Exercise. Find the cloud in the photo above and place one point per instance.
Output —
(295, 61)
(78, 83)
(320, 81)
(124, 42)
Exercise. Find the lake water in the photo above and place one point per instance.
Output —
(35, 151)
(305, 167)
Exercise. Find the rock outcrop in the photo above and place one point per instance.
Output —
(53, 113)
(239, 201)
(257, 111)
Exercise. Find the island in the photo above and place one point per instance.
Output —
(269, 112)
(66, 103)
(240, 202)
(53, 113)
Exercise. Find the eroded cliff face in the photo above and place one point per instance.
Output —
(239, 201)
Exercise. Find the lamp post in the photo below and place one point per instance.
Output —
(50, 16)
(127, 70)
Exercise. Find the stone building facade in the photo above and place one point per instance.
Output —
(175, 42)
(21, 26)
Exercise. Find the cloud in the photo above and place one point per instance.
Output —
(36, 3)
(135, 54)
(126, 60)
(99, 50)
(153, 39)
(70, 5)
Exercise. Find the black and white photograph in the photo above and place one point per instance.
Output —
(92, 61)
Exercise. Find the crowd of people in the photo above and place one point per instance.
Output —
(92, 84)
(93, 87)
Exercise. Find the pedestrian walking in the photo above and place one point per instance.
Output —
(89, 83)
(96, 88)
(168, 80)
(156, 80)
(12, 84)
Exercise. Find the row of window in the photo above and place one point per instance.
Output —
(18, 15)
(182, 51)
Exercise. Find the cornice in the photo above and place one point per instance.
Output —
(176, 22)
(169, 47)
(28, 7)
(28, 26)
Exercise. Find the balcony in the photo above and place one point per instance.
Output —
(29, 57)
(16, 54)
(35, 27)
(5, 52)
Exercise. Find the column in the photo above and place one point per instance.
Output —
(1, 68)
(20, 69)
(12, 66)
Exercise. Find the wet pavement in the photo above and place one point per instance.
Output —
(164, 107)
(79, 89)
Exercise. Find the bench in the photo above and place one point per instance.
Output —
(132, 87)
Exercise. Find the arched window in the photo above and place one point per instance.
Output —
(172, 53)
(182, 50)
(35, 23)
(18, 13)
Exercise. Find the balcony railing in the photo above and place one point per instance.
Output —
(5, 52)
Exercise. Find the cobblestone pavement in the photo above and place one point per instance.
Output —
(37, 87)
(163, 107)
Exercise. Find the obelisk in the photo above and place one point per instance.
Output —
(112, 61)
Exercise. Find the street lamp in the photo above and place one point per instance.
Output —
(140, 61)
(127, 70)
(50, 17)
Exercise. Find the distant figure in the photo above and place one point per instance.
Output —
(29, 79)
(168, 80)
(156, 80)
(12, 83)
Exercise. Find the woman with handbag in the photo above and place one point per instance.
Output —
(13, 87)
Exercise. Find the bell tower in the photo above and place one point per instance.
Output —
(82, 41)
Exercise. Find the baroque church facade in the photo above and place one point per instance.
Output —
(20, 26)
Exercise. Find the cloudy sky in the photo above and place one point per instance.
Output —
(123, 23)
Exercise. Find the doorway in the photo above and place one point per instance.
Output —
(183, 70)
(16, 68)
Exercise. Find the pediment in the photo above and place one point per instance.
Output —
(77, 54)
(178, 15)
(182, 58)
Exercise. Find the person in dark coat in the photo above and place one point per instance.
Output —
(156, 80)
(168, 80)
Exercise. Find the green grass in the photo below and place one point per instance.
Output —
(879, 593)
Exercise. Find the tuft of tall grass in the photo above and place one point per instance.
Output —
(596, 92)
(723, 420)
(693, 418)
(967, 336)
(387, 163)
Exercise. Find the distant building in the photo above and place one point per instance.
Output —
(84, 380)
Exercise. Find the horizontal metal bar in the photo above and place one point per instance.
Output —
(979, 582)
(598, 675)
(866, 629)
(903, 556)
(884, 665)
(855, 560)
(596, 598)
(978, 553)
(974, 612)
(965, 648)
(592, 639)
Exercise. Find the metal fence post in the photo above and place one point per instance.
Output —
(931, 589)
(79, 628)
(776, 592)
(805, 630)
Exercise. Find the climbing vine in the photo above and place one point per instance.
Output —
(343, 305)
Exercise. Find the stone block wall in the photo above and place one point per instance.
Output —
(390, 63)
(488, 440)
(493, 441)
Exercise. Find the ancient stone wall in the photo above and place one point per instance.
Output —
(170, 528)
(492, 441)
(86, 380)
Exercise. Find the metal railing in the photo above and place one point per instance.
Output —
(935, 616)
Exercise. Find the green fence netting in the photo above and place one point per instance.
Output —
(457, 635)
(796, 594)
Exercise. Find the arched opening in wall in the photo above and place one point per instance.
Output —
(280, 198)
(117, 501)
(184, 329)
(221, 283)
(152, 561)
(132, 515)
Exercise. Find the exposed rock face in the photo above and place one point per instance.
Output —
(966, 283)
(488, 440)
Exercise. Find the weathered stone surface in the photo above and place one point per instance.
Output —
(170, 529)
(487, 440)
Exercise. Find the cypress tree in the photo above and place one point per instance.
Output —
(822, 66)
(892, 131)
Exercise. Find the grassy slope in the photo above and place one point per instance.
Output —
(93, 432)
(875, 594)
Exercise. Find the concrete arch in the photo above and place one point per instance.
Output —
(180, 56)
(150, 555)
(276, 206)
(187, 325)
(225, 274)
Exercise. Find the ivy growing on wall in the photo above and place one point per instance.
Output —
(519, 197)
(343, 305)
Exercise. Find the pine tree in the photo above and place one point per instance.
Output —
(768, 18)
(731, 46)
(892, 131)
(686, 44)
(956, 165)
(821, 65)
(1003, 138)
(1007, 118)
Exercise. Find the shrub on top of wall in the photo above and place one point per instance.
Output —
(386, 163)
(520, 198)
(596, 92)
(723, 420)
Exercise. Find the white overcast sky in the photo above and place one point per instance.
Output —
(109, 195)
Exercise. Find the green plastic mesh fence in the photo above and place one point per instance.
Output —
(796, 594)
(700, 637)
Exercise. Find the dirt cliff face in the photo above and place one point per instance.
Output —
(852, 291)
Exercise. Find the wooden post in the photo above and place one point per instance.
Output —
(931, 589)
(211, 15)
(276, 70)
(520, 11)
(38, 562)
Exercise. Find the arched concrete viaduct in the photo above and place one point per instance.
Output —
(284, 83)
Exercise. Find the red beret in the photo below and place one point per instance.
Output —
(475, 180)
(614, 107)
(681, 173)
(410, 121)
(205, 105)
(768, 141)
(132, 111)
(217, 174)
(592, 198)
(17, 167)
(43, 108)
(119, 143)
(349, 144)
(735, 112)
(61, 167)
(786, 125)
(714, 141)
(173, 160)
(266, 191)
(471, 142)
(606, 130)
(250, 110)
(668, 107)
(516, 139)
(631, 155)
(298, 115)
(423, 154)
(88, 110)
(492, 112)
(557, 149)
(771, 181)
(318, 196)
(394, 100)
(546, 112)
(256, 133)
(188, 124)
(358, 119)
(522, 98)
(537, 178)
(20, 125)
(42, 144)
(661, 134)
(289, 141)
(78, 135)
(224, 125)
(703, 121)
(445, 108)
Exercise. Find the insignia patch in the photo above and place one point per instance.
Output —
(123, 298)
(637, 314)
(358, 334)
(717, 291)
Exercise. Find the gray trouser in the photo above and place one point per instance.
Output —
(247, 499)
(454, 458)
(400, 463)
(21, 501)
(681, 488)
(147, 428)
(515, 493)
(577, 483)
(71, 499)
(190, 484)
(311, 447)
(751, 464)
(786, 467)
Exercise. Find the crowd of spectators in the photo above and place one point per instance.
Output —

What to do
I need every line of the data that has the word "railing"; please list them.

Solution for this problem
Exercise. Find the balcony railing in the photo above and place one point per instance.
Exercise. Find the metal railing in the photo above and place one point per instance.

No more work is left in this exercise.